• [Data items]
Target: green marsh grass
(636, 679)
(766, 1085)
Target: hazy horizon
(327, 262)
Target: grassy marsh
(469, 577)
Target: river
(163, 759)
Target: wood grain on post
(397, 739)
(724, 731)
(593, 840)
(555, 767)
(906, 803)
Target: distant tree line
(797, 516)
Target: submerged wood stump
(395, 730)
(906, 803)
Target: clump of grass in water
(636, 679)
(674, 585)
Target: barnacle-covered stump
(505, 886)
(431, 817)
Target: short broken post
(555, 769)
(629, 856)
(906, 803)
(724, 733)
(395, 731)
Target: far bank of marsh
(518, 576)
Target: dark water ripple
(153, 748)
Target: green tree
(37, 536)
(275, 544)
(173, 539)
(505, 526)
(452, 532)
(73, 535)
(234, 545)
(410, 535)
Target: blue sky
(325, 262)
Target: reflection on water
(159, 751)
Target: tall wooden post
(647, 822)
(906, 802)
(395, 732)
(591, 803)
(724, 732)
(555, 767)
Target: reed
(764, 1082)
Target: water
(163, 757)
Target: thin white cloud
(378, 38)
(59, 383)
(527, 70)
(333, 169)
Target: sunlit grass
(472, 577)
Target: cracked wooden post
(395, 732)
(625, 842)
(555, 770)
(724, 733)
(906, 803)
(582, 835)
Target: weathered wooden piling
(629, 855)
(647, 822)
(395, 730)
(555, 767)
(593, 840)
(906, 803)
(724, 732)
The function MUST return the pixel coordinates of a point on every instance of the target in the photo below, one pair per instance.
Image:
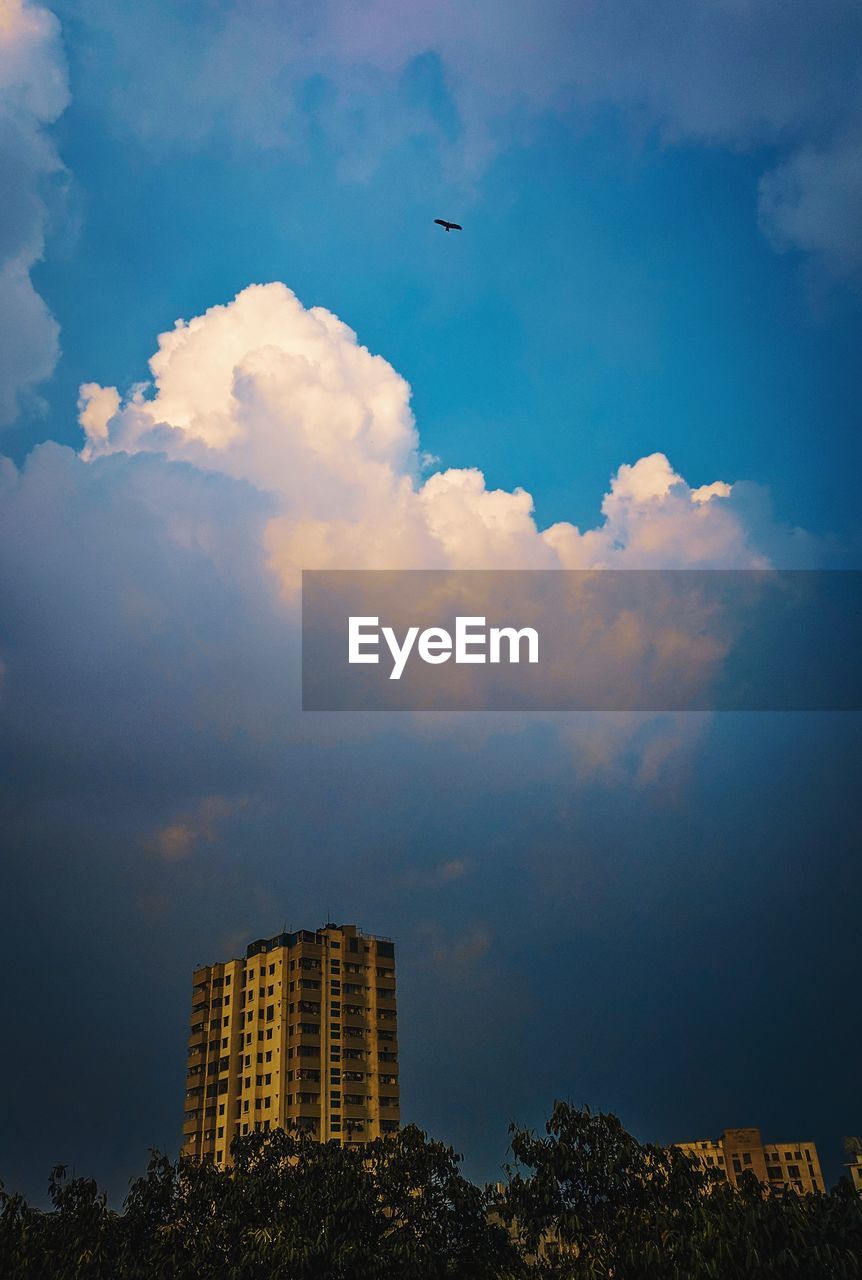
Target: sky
(233, 344)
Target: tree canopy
(583, 1200)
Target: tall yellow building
(781, 1165)
(300, 1032)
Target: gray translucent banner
(623, 640)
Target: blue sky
(660, 255)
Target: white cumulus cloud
(286, 398)
(33, 92)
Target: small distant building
(853, 1148)
(780, 1165)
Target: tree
(589, 1200)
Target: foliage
(584, 1200)
(589, 1200)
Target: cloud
(744, 76)
(287, 400)
(32, 95)
(181, 837)
(151, 603)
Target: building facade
(781, 1165)
(302, 1032)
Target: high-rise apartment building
(781, 1165)
(300, 1032)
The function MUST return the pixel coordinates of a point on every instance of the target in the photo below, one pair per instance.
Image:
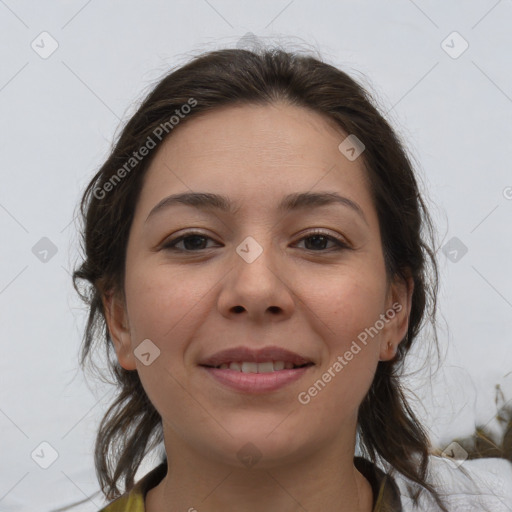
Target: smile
(256, 378)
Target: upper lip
(243, 354)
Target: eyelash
(171, 244)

• [EXERCISE DIRECTIONS]
Copy the material from the line containing "Target: thin white cloud" through the end, both ends included. Leave out the pictures.

• [RESULT]
Target: thin white cloud
(378, 38)
(59, 383)
(527, 70)
(333, 169)
Target: sunlit grass
(472, 577)
Target: cracked wooden post
(395, 732)
(625, 842)
(555, 770)
(724, 733)
(906, 803)
(582, 835)
Target: weathered wooden piling
(629, 855)
(647, 822)
(395, 730)
(555, 767)
(593, 840)
(906, 803)
(724, 732)
The function MUST return the pixel coordinates of a point on every instance of the target in the photo below, one pair per instance.
Image:
Target: sky
(233, 344)
Target: tree canopy
(583, 1200)
Target: tall yellow building
(781, 1165)
(300, 1032)
Target: gray translucent banner
(623, 640)
Target: blue sky
(660, 255)
Target: white cumulus cloud
(286, 398)
(33, 92)
Target: small distant building
(853, 1148)
(780, 1165)
Target: tree
(589, 1200)
Target: foliage
(584, 1200)
(589, 1200)
Target: cloud
(744, 76)
(287, 400)
(32, 95)
(181, 837)
(151, 603)
Target: building facade
(781, 1165)
(302, 1032)
Target: high-rise apartment building
(781, 1165)
(300, 1032)
The function MUST return the pixel coordinates of a point on every instance of the target in the photo below, one pair per instance.
Image:
Target: smile
(256, 378)
Target: upper lip
(243, 354)
Target: eyelash
(171, 244)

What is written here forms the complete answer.